**Extracted text**:

══════════

Wednesday’s report listed 33 projects financed by the major banks since 2016, including the proposed third stage of the New Acland coalmine in Queensland (ANZ and NAB) and the Pluto 2 LNG train (ANZ and Westpac) which is part of Woodside’s massive Burrup Hub expansion off the Western Australia coast.

The projects combined could enable the release of 9bn tonnes of carbon dioxide, which is 21 times the federal government’s planned emissions reduction to 2030.

The Guardian last month reported activist shareholders had written to the Commonwealth Bank querying several recent loans to the gas sector, which appeared inconsistent with the bank’s policies that demand it supports only projects consistent with Paris.

The bank’s response was that it considered gas a “transition fuel” that could supplant coal-fired generation. Such claims are increasingly questioned by experts.

“The latest science paints a very clear picture: 1.5C means the world cannot accommodate any new or expanded fossil fuel projects,” the Market Forces report states.

“Our banks must stop financing these activities if their own commitments to support the Paris agreement are to be taken seriously.”

Of the big four, the Commonwealth Bank had the highest total loans to the fossil fuel sector ($12bn) and had loaned the most to expansionary fossil fuel projects ($2.8bn) since 2016.

══════════

**Set problem 1**:
In the passage on bank fossil fuel lending, how much had the Commonwealth Bank loaned to expansionary fossil fuel projects since 2016?
The passage on bank fossil fuel lending has no connection to the records.

══════════

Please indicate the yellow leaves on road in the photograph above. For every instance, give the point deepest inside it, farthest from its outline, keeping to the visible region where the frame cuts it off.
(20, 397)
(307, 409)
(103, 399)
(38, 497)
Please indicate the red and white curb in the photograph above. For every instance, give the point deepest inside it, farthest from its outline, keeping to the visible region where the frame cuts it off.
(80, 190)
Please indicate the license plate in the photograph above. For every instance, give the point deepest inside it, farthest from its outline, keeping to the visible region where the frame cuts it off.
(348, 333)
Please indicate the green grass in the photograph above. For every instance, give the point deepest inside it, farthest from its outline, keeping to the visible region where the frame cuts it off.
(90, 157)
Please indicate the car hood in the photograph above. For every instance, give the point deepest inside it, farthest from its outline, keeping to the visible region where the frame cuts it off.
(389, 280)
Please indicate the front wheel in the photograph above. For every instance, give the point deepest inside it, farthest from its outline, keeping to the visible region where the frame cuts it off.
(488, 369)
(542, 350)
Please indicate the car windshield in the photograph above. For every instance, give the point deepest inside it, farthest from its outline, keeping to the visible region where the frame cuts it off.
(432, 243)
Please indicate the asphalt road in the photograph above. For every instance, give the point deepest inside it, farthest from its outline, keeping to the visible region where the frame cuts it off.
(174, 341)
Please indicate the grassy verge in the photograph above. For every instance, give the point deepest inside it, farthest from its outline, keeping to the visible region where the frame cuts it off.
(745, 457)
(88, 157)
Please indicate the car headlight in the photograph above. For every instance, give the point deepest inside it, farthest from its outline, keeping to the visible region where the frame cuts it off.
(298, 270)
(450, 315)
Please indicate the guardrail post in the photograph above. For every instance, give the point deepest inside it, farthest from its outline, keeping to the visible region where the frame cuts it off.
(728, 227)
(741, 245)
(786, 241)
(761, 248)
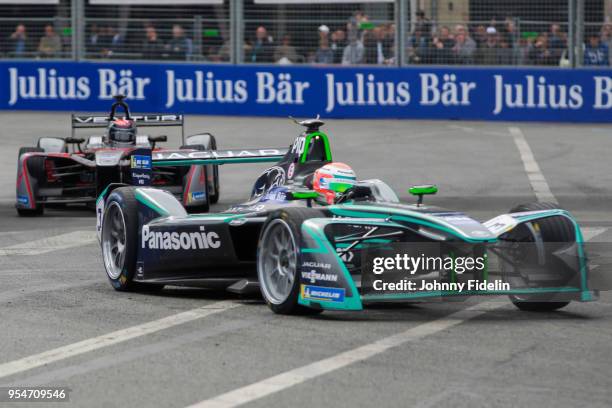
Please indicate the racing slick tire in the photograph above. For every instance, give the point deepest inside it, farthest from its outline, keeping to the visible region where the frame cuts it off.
(205, 207)
(278, 260)
(553, 229)
(36, 169)
(120, 241)
(207, 141)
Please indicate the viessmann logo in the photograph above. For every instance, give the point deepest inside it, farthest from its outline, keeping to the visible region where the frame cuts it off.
(180, 240)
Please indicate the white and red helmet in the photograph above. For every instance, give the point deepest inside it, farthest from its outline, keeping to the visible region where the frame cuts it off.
(333, 179)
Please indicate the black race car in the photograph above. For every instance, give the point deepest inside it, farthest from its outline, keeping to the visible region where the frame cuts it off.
(305, 253)
(74, 170)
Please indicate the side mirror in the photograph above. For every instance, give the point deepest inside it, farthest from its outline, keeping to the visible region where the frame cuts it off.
(420, 191)
(156, 139)
(302, 195)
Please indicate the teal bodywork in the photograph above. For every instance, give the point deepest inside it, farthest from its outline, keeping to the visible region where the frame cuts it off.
(317, 242)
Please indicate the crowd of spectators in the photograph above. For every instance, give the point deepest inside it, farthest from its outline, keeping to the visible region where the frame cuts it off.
(501, 43)
(20, 44)
(358, 41)
(109, 42)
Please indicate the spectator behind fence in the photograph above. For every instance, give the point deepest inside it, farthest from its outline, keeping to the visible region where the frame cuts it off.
(94, 41)
(353, 52)
(111, 42)
(541, 54)
(152, 47)
(18, 42)
(489, 52)
(324, 54)
(286, 53)
(378, 47)
(480, 36)
(179, 47)
(606, 38)
(323, 31)
(261, 49)
(50, 45)
(596, 53)
(422, 25)
(556, 42)
(465, 47)
(417, 48)
(337, 45)
(442, 47)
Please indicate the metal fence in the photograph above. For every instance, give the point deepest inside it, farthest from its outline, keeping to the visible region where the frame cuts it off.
(561, 33)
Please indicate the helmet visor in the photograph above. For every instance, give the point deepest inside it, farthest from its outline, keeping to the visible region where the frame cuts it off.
(123, 135)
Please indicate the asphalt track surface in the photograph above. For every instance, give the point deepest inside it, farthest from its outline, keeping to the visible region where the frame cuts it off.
(62, 324)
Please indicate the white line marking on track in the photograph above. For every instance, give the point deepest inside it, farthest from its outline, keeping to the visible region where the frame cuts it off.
(109, 339)
(299, 375)
(54, 243)
(536, 178)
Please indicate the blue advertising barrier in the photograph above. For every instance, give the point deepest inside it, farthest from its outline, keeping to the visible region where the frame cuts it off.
(334, 92)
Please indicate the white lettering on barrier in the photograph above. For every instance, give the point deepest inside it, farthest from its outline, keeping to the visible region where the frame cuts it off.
(125, 83)
(534, 94)
(366, 91)
(603, 92)
(47, 84)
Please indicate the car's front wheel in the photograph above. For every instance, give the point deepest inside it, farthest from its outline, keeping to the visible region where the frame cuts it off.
(120, 238)
(552, 229)
(278, 259)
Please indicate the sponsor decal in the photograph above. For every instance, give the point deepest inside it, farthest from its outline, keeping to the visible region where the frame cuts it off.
(197, 195)
(314, 264)
(321, 293)
(141, 162)
(222, 154)
(313, 276)
(139, 270)
(346, 256)
(174, 241)
(351, 92)
(276, 195)
(141, 179)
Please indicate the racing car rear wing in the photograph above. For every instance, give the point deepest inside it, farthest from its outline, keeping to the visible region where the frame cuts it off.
(199, 157)
(149, 120)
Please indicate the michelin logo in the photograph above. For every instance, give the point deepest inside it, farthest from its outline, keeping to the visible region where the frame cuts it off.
(141, 162)
(314, 276)
(179, 240)
(197, 195)
(322, 293)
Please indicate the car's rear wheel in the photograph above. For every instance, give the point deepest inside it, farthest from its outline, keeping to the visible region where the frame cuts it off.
(552, 229)
(120, 240)
(278, 259)
(36, 170)
(206, 142)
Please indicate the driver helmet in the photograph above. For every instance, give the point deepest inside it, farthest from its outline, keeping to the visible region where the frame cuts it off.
(333, 179)
(122, 131)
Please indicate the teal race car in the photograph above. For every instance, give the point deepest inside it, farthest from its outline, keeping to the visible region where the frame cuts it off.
(305, 253)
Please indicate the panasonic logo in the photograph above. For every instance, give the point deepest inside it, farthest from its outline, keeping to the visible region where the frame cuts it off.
(179, 240)
(314, 276)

══════════

**Set problem 2**:
Pick out each line of the records that contains the string "rear". Case counts.

**Finished answer 1**:
$2.8bn

**Finished answer 2**:
Please indicate the racing car rear wing in the photograph above. For every instance, give the point deepest inside it, farthest from its outline, keeping to the visible region where the frame cuts it off.
Please indicate the car's rear wheel in the photograph above. For every instance, give the point deepest inside it, farthest from its outline, keeping to the visible region where the frame cuts it off.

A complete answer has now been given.